• DATASET EXTRACT:
○ ○ ○

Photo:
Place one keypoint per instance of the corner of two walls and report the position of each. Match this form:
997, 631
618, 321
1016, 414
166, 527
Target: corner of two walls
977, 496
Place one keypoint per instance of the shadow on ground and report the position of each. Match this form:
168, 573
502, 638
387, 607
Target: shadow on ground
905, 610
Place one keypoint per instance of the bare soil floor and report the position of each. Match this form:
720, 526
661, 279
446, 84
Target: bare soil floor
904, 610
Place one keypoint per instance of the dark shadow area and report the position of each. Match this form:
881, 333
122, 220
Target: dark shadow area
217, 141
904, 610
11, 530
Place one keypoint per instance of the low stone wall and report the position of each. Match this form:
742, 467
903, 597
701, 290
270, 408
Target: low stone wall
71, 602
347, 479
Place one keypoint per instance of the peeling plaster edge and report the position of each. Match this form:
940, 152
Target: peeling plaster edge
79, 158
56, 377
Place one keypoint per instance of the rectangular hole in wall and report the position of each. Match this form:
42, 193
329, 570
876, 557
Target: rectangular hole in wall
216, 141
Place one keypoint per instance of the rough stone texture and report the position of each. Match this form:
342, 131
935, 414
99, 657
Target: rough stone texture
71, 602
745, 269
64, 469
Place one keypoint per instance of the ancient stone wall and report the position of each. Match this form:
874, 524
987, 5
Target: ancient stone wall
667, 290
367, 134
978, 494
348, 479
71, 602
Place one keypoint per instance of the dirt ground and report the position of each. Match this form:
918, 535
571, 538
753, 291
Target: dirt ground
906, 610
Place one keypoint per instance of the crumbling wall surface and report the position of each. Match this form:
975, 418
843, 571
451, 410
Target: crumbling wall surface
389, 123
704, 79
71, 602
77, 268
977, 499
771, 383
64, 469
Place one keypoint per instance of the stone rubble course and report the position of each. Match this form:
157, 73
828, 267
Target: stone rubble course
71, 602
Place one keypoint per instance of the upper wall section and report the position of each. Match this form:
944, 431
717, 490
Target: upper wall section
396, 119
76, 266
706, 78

○ ○ ○

• WORK TO COMPLETE: Reproduce all of the rows above line for line, with no change to wording, numbers, or order.

• EXPECTED ANSWER:
Photo:
Place one keypoint per instance of the corner of two walls and report the position of each. Match this form:
997, 631
618, 321
1016, 414
166, 527
Target: corner of two walls
977, 496
Place one keypoint per instance of the shadow on ground and report the position of each. Match this form:
168, 573
502, 638
387, 607
Target: shadow on ground
905, 610
Place one keypoint per instance of the bare soil floor and report the position of each. Match this form:
720, 526
661, 279
446, 84
Target: bare soil floor
904, 610
Place one keypoint per instance of the dark shadow area and report the position of each. Match this form:
881, 333
122, 220
Target: dark shadow area
217, 141
904, 610
11, 530
Place one keypoint per instance of the low stone wall and report the position of each. Match this form:
742, 467
903, 597
701, 290
270, 408
Target: low stone wall
71, 602
347, 479
Place one keypoint per instance of the peeling plaster edge and report the position of each. Match this form:
940, 152
Target: peeling plaster edge
79, 158
56, 377
Place one keypoint per instance of the rectangular hole in wall and report the position of each. Match this form:
42, 193
329, 570
876, 557
Target: rectangular hole in wall
216, 141
Place one keypoint per instance of the rough stone texture and report the position of each. Match this form:
342, 131
935, 414
99, 657
Target: rough stone texture
71, 602
745, 269
64, 469
Place one keypoint per instance of the ancient stone wall and report the position of each. Match this form:
874, 524
987, 5
Target: ancient stone wall
667, 290
367, 134
978, 494
348, 479
71, 602
Place one keypoint per instance of the dirt ground and report the position of each. Match this form:
918, 535
571, 538
753, 291
Target: dirt ground
906, 610
Place one keypoint per instance of the crumbling wall surface and report the position of each. Match this form:
975, 418
843, 571
451, 410
Target: crumbling wall surface
389, 123
704, 79
71, 602
77, 268
977, 499
771, 383
64, 469
Place one keypoint per instance of the stone rubble course and report the position of each. Match this form:
157, 73
828, 267
Target: stone rubble course
71, 602
Place one keypoint per instance of the upper wall section and report the position of each. Match this form:
944, 431
717, 490
Target: upper wall section
396, 119
76, 266
706, 78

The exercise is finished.